Provided entries
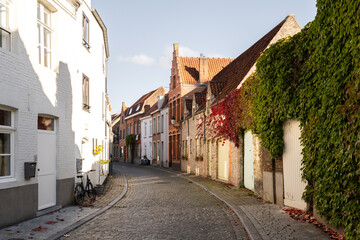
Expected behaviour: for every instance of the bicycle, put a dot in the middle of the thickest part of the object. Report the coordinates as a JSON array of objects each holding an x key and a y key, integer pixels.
[{"x": 80, "y": 191}]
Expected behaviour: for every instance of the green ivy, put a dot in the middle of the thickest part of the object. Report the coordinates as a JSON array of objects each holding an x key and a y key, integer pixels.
[{"x": 314, "y": 77}]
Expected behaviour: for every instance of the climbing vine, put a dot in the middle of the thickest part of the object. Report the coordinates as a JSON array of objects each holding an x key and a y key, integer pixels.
[{"x": 312, "y": 77}]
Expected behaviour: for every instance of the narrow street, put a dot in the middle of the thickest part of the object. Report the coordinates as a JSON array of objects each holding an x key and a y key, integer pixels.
[{"x": 159, "y": 205}]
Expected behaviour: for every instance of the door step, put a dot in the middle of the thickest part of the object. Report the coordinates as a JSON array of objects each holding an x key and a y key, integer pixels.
[{"x": 48, "y": 210}]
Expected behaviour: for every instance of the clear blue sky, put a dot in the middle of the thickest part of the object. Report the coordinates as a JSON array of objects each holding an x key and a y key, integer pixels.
[{"x": 141, "y": 34}]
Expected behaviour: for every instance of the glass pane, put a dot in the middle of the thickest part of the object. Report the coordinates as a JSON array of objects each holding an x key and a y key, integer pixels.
[
  {"x": 5, "y": 118},
  {"x": 4, "y": 40},
  {"x": 4, "y": 166},
  {"x": 45, "y": 123},
  {"x": 47, "y": 17},
  {"x": 5, "y": 143},
  {"x": 3, "y": 16}
]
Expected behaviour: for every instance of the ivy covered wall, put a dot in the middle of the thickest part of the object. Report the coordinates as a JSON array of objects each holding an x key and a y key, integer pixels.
[{"x": 314, "y": 77}]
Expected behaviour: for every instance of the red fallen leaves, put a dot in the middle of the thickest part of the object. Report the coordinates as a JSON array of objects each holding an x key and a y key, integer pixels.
[
  {"x": 39, "y": 229},
  {"x": 50, "y": 222},
  {"x": 301, "y": 215}
]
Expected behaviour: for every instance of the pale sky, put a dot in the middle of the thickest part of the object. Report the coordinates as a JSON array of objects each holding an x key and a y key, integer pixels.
[{"x": 141, "y": 34}]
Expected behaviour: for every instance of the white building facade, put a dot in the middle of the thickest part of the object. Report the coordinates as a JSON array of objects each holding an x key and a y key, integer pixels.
[{"x": 54, "y": 109}]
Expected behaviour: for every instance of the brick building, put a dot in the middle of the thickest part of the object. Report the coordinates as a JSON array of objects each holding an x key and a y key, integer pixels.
[
  {"x": 133, "y": 123},
  {"x": 219, "y": 158},
  {"x": 187, "y": 73}
]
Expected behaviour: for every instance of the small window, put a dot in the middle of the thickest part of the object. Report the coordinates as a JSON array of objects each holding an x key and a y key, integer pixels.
[
  {"x": 5, "y": 34},
  {"x": 85, "y": 89},
  {"x": 46, "y": 123},
  {"x": 6, "y": 143},
  {"x": 86, "y": 31}
]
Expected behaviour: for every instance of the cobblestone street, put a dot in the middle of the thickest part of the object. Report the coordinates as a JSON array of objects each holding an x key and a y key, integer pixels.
[{"x": 160, "y": 205}]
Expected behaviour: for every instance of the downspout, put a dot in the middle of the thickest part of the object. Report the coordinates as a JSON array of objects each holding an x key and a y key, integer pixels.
[{"x": 274, "y": 179}]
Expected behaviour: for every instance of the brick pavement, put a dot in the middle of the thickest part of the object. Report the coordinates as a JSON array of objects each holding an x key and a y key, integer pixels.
[
  {"x": 48, "y": 226},
  {"x": 159, "y": 205},
  {"x": 268, "y": 220}
]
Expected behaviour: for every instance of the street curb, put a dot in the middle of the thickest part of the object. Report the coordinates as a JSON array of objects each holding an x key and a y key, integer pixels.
[
  {"x": 93, "y": 215},
  {"x": 252, "y": 231}
]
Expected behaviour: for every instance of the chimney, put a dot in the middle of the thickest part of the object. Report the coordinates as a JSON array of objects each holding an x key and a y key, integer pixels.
[
  {"x": 203, "y": 69},
  {"x": 147, "y": 108}
]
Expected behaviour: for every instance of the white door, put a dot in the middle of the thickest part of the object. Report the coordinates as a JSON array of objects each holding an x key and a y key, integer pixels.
[
  {"x": 223, "y": 160},
  {"x": 248, "y": 161},
  {"x": 46, "y": 165},
  {"x": 292, "y": 157}
]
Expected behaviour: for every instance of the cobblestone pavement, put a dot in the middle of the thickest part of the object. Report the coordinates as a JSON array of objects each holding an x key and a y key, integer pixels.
[
  {"x": 160, "y": 205},
  {"x": 268, "y": 219},
  {"x": 46, "y": 226}
]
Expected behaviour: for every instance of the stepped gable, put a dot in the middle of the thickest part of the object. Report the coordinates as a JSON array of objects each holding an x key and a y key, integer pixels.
[
  {"x": 235, "y": 72},
  {"x": 189, "y": 68}
]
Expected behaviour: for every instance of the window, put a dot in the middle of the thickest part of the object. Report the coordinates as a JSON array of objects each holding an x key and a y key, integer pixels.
[
  {"x": 145, "y": 129},
  {"x": 4, "y": 27},
  {"x": 44, "y": 35},
  {"x": 86, "y": 99},
  {"x": 158, "y": 128},
  {"x": 121, "y": 152},
  {"x": 154, "y": 125},
  {"x": 46, "y": 123},
  {"x": 6, "y": 143},
  {"x": 162, "y": 123},
  {"x": 86, "y": 31}
]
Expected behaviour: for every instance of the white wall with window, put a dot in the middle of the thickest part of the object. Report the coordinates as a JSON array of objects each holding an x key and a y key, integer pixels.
[
  {"x": 7, "y": 130},
  {"x": 43, "y": 64}
]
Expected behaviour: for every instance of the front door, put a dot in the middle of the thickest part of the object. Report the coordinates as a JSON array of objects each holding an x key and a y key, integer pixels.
[
  {"x": 248, "y": 161},
  {"x": 46, "y": 163},
  {"x": 224, "y": 159},
  {"x": 209, "y": 157}
]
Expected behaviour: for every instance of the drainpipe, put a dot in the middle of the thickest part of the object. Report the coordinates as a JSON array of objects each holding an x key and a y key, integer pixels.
[{"x": 274, "y": 179}]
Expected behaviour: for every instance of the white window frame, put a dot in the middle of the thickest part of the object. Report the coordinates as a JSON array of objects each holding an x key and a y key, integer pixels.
[
  {"x": 42, "y": 27},
  {"x": 9, "y": 130},
  {"x": 86, "y": 34},
  {"x": 6, "y": 28}
]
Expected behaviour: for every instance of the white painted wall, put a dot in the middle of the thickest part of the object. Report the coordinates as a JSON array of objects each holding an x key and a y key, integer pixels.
[{"x": 31, "y": 89}]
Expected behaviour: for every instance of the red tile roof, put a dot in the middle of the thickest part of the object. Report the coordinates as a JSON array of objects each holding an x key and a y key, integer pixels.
[
  {"x": 138, "y": 105},
  {"x": 189, "y": 68},
  {"x": 234, "y": 73}
]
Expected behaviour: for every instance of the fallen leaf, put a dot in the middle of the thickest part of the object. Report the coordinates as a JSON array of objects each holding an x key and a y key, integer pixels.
[{"x": 50, "y": 222}]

Description of the task
Repeat word for word every line from the line with "Expected behaviour: for every instance of the white window" through the last line above, including both.

Solution for this exercise
Expected behaviour: for every instance of the white window frame, put a dot in the middle of the thickest part of the object. Report the coordinates as a JSON array of objects each holding an x key and a y key, integer pixels.
[
  {"x": 42, "y": 27},
  {"x": 9, "y": 130},
  {"x": 86, "y": 34},
  {"x": 6, "y": 28}
]
Expected behaviour: for every instance of the white painted wall, put a dot in the middle of the thickest part of the object. Report the coordinates as a JSON array of objects each holding an x key and a y key, integer pixels.
[{"x": 31, "y": 89}]
Expected behaviour: for every instance of the red tile roof, put a dot in the middle of the thickest part of the object. Report the coordinates as a JSON array of objects each holding an x key and a y key, integer pixels.
[
  {"x": 138, "y": 105},
  {"x": 189, "y": 68},
  {"x": 234, "y": 73}
]
Expected behaviour: for every instance of the fallen leaf, put a dot in the middle of the thickest part of the object. Report the coordinates as a JSON array of objects each holding an x key and a y key, integer pixels.
[{"x": 50, "y": 222}]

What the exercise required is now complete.